[BEGIN DATA SHOWN]

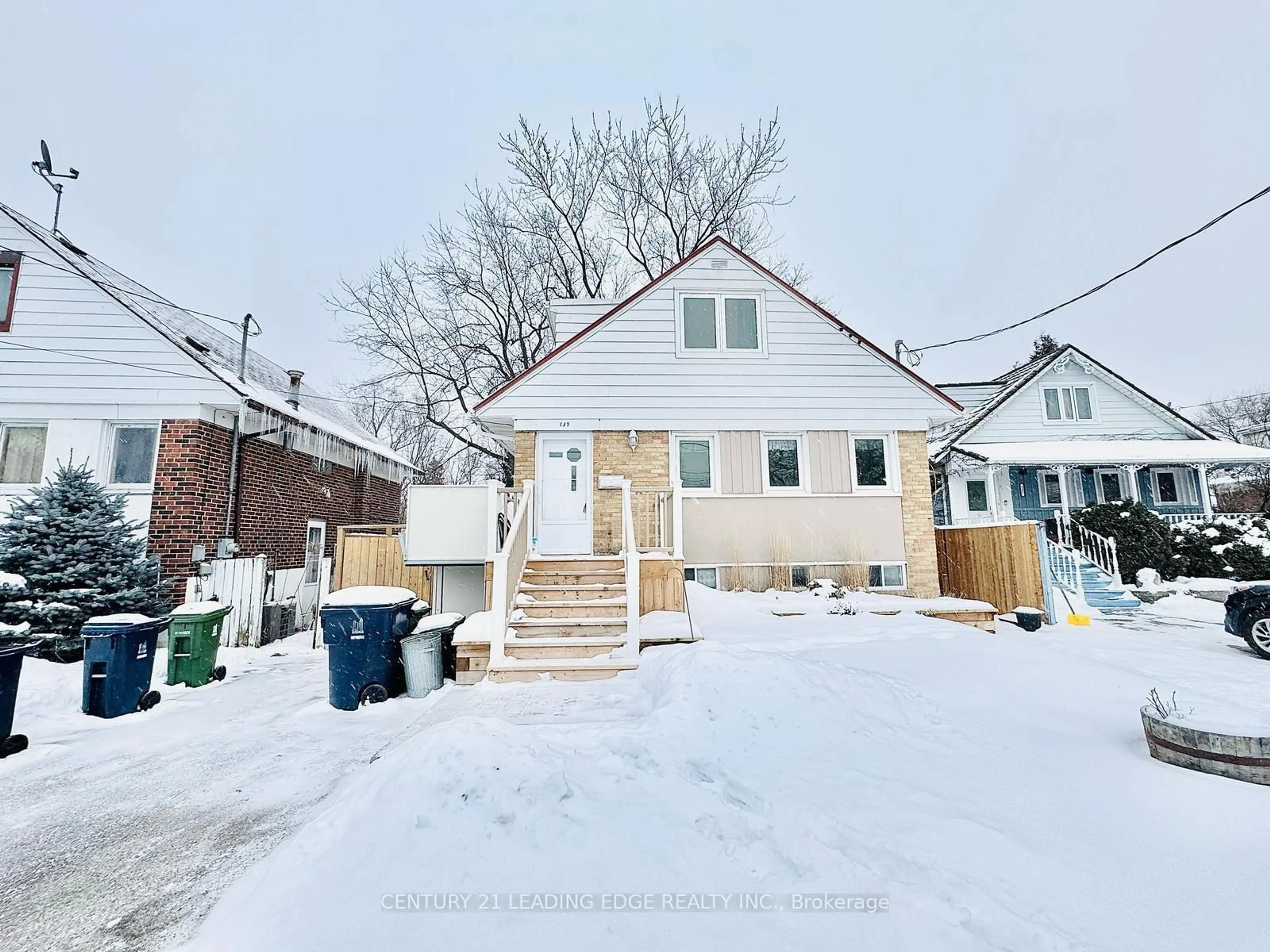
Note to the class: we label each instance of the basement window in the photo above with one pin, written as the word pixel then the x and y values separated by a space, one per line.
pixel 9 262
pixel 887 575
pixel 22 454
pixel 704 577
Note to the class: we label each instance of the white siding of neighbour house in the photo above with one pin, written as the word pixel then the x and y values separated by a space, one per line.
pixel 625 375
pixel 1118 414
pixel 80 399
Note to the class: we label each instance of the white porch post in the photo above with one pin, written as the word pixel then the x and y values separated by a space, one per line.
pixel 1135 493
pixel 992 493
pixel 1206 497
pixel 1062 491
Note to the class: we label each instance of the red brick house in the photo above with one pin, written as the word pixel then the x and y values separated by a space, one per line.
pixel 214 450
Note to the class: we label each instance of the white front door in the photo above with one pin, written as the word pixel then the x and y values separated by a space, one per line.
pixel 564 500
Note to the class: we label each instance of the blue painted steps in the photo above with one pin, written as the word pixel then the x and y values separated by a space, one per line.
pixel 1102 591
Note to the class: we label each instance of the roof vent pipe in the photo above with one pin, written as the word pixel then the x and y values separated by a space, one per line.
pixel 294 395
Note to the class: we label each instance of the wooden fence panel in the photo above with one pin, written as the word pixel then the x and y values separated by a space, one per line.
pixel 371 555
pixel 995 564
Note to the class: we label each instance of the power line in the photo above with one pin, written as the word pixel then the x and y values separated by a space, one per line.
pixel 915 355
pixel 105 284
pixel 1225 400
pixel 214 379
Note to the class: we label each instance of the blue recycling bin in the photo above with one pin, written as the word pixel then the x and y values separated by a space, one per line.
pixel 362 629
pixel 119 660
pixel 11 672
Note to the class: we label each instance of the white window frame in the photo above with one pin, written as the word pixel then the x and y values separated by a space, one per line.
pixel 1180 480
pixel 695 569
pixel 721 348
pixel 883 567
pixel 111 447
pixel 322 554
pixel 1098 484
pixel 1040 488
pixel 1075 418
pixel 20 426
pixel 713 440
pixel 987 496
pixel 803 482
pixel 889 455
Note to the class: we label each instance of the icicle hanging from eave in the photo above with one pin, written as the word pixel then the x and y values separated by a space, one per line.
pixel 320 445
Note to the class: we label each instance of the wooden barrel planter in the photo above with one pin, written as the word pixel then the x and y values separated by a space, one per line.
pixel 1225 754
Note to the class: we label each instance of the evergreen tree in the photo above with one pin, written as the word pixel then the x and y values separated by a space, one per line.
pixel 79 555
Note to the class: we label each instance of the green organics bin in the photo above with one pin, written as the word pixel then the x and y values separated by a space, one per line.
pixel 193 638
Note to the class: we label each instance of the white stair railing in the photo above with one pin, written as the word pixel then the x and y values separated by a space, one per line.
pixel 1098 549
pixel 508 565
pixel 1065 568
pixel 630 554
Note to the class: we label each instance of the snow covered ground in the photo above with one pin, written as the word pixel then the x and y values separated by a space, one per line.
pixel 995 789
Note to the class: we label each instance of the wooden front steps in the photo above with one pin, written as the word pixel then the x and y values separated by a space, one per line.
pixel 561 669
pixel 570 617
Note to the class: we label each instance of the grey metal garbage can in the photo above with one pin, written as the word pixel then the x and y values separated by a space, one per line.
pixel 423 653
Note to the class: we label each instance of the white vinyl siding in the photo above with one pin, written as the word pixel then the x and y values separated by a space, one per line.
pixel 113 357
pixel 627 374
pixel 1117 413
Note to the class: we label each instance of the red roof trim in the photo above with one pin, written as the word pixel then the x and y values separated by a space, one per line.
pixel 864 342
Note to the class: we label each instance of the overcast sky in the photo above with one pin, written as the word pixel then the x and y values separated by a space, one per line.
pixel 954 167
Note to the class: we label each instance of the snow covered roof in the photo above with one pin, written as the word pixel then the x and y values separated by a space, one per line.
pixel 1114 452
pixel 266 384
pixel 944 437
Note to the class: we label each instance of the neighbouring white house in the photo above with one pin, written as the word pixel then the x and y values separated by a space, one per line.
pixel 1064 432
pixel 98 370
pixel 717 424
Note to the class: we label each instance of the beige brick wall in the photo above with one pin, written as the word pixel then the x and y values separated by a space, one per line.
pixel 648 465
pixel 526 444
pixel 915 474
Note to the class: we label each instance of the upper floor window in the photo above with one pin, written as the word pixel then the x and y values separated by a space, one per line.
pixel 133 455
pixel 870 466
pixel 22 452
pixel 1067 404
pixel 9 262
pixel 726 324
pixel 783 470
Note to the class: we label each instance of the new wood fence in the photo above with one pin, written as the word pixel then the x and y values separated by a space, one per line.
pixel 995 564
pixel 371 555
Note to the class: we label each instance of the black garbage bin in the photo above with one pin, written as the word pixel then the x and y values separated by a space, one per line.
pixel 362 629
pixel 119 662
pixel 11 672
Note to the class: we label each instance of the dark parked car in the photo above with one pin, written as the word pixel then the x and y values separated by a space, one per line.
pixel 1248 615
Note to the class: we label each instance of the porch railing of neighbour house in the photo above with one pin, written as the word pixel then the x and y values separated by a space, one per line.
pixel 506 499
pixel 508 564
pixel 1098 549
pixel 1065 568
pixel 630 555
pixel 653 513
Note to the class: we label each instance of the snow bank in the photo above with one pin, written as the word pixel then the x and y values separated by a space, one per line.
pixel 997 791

[END DATA SHOWN]
[BEGIN DATA SHOWN]

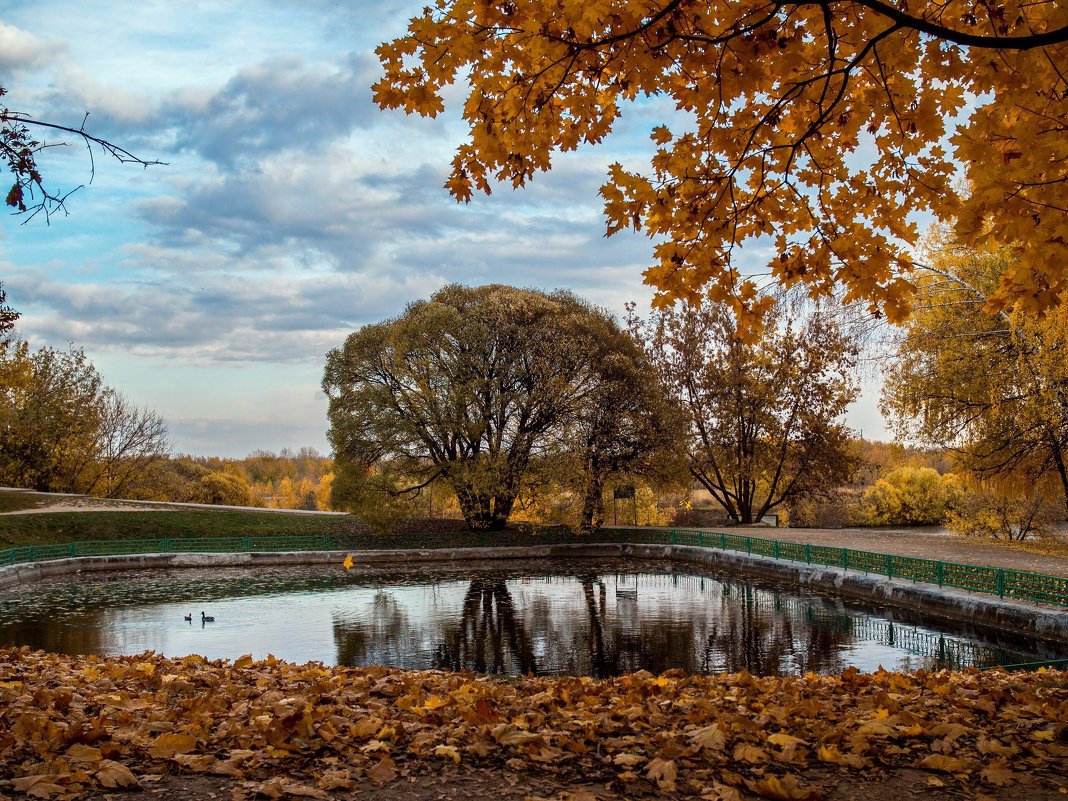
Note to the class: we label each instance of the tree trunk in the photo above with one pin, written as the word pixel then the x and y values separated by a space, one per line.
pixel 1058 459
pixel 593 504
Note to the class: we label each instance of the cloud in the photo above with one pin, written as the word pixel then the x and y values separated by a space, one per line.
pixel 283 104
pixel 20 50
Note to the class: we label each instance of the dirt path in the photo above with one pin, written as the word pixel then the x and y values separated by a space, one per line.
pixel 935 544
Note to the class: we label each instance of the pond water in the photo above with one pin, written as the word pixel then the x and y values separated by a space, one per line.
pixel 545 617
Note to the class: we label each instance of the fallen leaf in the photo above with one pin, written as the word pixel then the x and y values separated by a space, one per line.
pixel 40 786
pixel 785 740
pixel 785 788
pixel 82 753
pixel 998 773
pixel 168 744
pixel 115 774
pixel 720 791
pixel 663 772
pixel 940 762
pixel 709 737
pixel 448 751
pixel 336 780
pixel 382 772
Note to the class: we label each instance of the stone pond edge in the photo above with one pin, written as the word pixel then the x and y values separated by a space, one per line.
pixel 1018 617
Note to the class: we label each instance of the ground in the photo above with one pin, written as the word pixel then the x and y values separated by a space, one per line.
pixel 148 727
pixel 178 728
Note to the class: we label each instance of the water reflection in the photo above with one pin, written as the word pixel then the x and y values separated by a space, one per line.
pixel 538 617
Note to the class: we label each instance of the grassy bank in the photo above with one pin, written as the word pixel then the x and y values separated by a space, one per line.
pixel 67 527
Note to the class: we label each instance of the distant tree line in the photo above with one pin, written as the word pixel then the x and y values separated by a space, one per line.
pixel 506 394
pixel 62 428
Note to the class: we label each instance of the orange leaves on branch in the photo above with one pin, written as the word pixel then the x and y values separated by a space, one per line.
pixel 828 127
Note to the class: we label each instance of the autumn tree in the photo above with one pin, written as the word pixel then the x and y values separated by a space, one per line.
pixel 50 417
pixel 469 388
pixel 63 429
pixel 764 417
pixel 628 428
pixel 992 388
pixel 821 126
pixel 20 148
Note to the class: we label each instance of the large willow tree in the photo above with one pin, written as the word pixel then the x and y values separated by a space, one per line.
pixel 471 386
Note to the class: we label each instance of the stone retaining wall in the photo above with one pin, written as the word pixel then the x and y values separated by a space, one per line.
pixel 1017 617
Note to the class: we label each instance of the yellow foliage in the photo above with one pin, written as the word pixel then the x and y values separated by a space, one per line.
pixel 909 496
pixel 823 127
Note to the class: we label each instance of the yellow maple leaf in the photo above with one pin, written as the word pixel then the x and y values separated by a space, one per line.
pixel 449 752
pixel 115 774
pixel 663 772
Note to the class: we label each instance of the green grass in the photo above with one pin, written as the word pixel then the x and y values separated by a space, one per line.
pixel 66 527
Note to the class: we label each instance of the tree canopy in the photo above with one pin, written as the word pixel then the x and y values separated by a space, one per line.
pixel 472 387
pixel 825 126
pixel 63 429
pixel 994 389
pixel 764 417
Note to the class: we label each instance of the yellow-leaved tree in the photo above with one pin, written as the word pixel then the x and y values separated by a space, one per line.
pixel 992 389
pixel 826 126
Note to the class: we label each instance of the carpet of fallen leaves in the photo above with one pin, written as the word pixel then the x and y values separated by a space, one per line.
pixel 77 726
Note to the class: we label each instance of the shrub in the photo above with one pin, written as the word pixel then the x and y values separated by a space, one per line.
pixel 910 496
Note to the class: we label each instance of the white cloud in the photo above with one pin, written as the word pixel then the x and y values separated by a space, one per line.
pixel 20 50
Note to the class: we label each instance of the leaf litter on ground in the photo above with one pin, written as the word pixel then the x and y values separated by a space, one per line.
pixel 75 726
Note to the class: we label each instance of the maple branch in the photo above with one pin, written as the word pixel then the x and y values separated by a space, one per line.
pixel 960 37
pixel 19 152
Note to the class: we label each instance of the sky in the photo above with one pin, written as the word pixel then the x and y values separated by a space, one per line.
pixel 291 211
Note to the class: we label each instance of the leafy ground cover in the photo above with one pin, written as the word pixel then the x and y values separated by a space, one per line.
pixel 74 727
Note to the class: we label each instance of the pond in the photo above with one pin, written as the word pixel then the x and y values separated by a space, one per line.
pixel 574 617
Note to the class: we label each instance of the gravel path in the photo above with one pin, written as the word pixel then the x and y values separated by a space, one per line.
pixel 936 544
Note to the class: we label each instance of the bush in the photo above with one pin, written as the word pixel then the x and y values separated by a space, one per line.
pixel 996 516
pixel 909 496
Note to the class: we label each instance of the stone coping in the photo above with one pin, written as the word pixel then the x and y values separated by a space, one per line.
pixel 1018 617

[END DATA SHOWN]
[BEGIN DATA SHOWN]

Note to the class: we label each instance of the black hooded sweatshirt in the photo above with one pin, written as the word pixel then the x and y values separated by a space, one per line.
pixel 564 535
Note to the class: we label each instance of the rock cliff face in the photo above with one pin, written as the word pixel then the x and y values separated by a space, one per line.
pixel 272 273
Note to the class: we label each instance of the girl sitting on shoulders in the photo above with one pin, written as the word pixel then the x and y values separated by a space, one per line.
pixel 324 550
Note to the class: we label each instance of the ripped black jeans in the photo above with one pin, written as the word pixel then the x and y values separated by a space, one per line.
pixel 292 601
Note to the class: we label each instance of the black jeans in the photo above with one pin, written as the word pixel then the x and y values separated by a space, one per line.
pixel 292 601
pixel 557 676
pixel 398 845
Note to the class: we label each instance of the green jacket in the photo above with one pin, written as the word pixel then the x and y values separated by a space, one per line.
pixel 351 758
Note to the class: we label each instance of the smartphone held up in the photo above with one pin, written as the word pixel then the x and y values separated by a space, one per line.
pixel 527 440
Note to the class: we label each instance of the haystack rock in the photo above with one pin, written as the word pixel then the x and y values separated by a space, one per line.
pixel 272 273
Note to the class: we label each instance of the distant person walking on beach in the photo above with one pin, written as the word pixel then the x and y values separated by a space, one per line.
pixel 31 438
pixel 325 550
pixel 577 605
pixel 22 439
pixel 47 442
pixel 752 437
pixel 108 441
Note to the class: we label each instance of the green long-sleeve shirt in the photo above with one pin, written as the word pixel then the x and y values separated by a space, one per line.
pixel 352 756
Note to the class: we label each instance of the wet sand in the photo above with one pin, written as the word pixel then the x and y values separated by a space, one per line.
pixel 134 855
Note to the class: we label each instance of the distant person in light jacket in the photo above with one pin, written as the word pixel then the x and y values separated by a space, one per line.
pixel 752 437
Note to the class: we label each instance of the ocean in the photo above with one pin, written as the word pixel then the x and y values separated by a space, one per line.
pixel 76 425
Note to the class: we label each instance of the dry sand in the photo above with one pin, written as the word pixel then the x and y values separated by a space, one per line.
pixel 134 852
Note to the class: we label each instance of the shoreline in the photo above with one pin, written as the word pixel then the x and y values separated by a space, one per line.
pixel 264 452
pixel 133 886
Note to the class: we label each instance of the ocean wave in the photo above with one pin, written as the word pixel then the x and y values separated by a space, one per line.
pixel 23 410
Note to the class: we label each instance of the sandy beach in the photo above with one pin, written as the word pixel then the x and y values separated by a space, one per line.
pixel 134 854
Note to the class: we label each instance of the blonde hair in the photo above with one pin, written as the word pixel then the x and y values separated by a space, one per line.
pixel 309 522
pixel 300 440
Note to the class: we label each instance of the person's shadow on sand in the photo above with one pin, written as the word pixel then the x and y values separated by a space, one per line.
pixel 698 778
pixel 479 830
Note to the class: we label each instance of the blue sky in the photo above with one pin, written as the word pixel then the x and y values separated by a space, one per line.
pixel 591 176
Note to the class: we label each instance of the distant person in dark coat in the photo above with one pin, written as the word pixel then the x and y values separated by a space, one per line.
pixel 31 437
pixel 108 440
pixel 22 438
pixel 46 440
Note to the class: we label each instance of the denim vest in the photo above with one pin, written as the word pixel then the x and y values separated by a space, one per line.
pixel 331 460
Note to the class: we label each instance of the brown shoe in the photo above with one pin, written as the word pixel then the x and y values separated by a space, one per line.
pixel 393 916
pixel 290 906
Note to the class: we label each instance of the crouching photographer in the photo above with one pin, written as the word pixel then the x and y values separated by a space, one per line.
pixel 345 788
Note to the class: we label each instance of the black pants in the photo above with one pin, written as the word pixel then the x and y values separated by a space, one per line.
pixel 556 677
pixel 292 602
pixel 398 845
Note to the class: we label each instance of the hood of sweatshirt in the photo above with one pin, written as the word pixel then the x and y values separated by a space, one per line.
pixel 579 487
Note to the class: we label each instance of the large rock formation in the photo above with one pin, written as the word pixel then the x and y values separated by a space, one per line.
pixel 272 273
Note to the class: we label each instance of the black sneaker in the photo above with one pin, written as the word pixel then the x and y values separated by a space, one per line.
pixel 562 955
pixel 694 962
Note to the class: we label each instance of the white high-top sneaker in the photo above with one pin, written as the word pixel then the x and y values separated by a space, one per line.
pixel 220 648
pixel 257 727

[END DATA SHOWN]

Update the items in the stretch from the line containing "the green grass" through the line containing "pixel 910 496", changing "one pin" to "a single pin" and keeping all other wording as it stands.

Note to the class: we label each instance of the green grass in the photo above with a single pin, written as the word pixel then the x and y values separated by a space, one per line.
pixel 66 527
Note to the class: we label each instance of the tree canopy in the photo above with a single pin, written as the word pixel then the x and y values separated by a space, one per line.
pixel 472 387
pixel 825 126
pixel 63 429
pixel 994 389
pixel 764 417
Note to the class: we label each instance of the yellow-leaved tree in the photo above with a single pin, written as the word pixel then the x and y values separated by a space, one per line.
pixel 992 389
pixel 826 126
Note to the class: we label each instance of the carpet of fallen leaves in the photo above with a single pin, written as the word pixel then the x and y values separated by a space, one per line.
pixel 77 726
Note to the class: we label each instance of the shrub in the photo above with a single pin, written as the word pixel then the x and y values separated by a space, one per line.
pixel 910 496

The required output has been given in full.